Task to complete ▸
Would you write out the listing verbatim and skip every picture in it?
+ + +
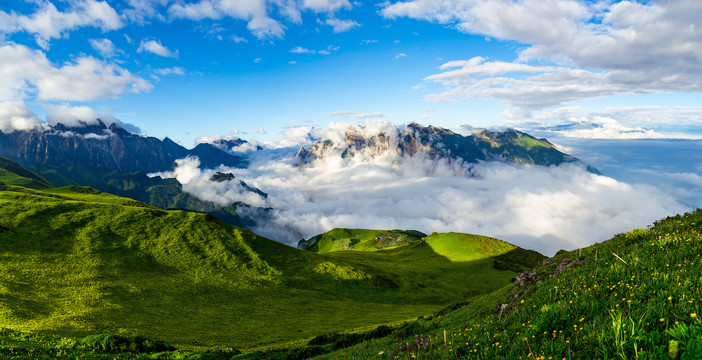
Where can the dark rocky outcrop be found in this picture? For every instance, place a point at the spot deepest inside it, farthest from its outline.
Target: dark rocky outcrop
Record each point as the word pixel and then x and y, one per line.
pixel 510 146
pixel 112 148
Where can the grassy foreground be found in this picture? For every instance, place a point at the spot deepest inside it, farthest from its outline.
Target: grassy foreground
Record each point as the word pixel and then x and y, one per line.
pixel 636 296
pixel 76 262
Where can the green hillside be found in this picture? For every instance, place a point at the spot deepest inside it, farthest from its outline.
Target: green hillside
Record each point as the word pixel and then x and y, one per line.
pixel 12 173
pixel 164 193
pixel 360 240
pixel 635 296
pixel 77 262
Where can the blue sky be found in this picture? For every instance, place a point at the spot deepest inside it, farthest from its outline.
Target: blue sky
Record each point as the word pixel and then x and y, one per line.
pixel 186 69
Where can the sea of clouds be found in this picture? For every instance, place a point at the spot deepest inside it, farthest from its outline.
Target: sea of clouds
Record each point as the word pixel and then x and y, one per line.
pixel 535 207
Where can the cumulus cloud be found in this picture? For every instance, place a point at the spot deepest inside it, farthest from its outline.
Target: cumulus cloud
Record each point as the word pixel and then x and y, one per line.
pixel 328 50
pixel 16 116
pixel 28 72
pixel 259 13
pixel 354 114
pixel 543 208
pixel 676 122
pixel 255 13
pixel 80 116
pixel 155 47
pixel 105 47
pixel 595 48
pixel 170 71
pixel 339 25
pixel 198 182
pixel 50 23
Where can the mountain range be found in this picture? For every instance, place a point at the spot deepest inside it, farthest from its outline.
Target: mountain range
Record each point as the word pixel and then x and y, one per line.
pixel 508 146
pixel 86 274
pixel 108 147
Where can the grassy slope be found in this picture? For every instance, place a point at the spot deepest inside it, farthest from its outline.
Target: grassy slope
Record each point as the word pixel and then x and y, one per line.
pixel 13 174
pixel 645 305
pixel 77 262
pixel 360 240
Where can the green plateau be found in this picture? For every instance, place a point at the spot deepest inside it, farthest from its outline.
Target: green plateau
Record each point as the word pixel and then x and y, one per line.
pixel 89 275
pixel 637 295
pixel 77 262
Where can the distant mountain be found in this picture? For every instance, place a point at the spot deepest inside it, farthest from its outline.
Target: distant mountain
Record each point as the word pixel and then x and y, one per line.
pixel 12 173
pixel 112 148
pixel 510 146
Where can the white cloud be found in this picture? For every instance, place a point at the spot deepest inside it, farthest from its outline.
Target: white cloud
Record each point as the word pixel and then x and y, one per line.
pixel 354 114
pixel 155 47
pixel 198 183
pixel 49 23
pixel 301 50
pixel 543 208
pixel 255 12
pixel 77 116
pixel 141 11
pixel 105 47
pixel 170 71
pixel 238 39
pixel 328 6
pixel 88 79
pixel 629 122
pixel 341 25
pixel 16 116
pixel 326 51
pixel 25 72
pixel 596 49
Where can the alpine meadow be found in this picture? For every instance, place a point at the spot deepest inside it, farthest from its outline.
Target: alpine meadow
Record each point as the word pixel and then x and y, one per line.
pixel 336 179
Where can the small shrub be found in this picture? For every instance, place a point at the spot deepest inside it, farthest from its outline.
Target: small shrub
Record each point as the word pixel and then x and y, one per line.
pixel 84 190
pixel 116 343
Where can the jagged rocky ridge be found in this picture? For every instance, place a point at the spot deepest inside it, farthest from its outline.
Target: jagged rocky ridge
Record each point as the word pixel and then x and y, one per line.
pixel 109 147
pixel 510 146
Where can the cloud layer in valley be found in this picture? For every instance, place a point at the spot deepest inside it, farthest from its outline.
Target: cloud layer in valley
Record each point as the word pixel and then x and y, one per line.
pixel 543 208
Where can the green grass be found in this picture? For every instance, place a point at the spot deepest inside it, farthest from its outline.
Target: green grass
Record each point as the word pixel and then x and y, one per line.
pixel 13 174
pixel 76 262
pixel 636 296
pixel 360 240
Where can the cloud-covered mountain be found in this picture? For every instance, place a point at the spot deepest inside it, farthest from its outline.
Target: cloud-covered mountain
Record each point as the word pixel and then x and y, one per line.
pixel 508 146
pixel 365 184
pixel 109 147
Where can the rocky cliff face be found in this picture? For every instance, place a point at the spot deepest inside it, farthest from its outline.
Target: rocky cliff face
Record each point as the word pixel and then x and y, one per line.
+ + +
Result for this exercise ▸
Where can the dark rocky outcrop be found in this picture? For every instance, place a point at the spot deepest inside it, farthest from its outline.
Target: dark rocky outcrop
Record each point as the word pixel and then x and y, one per line.
pixel 510 146
pixel 112 148
Where can the grassy foreground be found in this picture? For every instance, place a point at the spot deepest inside it, farthest from its outline.
Target: grassy foreground
Record each point as the word pixel and then x and y, one per line.
pixel 636 296
pixel 76 262
Where can the green hillside be found in this picture? For every instance, place a point at the spot deepest inside it, farthest from its outline.
Target: green hillside
Record each point as the word pixel and then x and y, one per line.
pixel 12 173
pixel 164 193
pixel 360 240
pixel 635 296
pixel 77 262
Where can the blue sky be found in this picture? For every instance, place a point at the spot deepest inside it, farthest from its outline.
Target: blue sky
Record each point as the word pixel and then x and y, one per line.
pixel 186 69
Where can the sea of clouds be found in this picture? For every instance, place a point at the spot deepest inside it, farthest from its outline.
Target: sea of clouds
Record each point as the word pixel and then x and y, one per line.
pixel 535 207
Where can the cumulus cloud be found in this picture? For every instance, place a point at the spot deepest inside it, farthest from its outline.
Target: cumulus cloud
Record each point as the word pixel and then x and y, one per line.
pixel 328 50
pixel 16 116
pixel 28 72
pixel 259 13
pixel 354 114
pixel 543 208
pixel 676 122
pixel 255 13
pixel 80 116
pixel 155 47
pixel 105 47
pixel 595 48
pixel 170 71
pixel 339 25
pixel 198 182
pixel 50 23
Where can the mountain range be found in this picture? For every instance, place a point at the spot deepest inside it, farthest from its outline.
Target: mountain range
Record each point as the word pixel and then x and y, one per line.
pixel 508 146
pixel 86 274
pixel 108 147
Where can the grassy slope be found in this picture? For every instance, place a point at the spot deepest inside it, farthest from its outline.
Target: grassy slope
Record each point as the word pixel and then x and y, one per line.
pixel 13 174
pixel 645 305
pixel 77 262
pixel 360 240
Where can the green plateau be found in this picture? For every instance, place a point at the spot deepest inside it, farthest from its outline.
Target: green plateau
Record each point as the word pixel and then x and y, one per line.
pixel 89 275
pixel 637 295
pixel 77 262
Where can the distant mountain be found in this picture? For every instance, place a point at the spot deepest inside it, farthest from its outline.
Target: distant mountain
Record each point as the word pixel and then x and y, one per line.
pixel 12 173
pixel 112 148
pixel 510 146
Where can the white cloud be found in this picture? For every instance, place a point at the spot deepest inside it, farthest from its outline.
Target: white cloud
Record each point as the word pixel and then x and y, one per line.
pixel 354 114
pixel 155 47
pixel 198 183
pixel 49 23
pixel 301 50
pixel 543 208
pixel 255 12
pixel 77 116
pixel 141 11
pixel 105 47
pixel 170 71
pixel 238 39
pixel 328 6
pixel 88 79
pixel 629 122
pixel 341 25
pixel 16 116
pixel 326 51
pixel 25 72
pixel 596 49
Where can the alpine meadow be found in this picture? For every instance, place a point at the spot deepest inside it, farthest from its outline.
Target: alpine meadow
Record each point as the word pixel and then x and y, one per line.
pixel 336 179
Where can the small shrub be found in this picture? For every instance, place a point at the spot deepest inside it, farthest from its outline.
Target: small shrub
Record each point as the word pixel and then x and y, one per line.
pixel 84 190
pixel 116 343
Where can the jagged rocky ridge be found in this picture? For every instance, place a point at the spot deepest inside it, farthest from its outline.
Target: jagged rocky ridge
Record each point as the word pixel and then x and y, one per line.
pixel 109 147
pixel 510 146
Where can the cloud layer in valley be found in this picture? For every instance, place a point at the spot deepest inside it, farthest from its outline.
Target: cloud layer in valley
Record each point as the word pixel and then x and y, one per line.
pixel 543 208
Where can the green grass be found in this picture? For every instance, place a point at the spot deepest inside it, farthest from its outline.
Target: green grass
Record each point as the word pixel and then x and y, one per line.
pixel 13 174
pixel 76 262
pixel 636 296
pixel 360 240
Where can the cloud-covered mountain be found in this picture? For every instance, place a point at the spot deepest inside it, farthest from its outline.
Target: cloud-covered mountain
Record each point as the word pixel and then x and y, one per line.
pixel 508 146
pixel 365 184
pixel 109 147
Where can the rocky cliff face be found in this picture? For every instance, place a point at the spot deepest inside it, farthest from its outline.
Target: rocky cliff face
Record each point as the word pixel and then x and y, one per line.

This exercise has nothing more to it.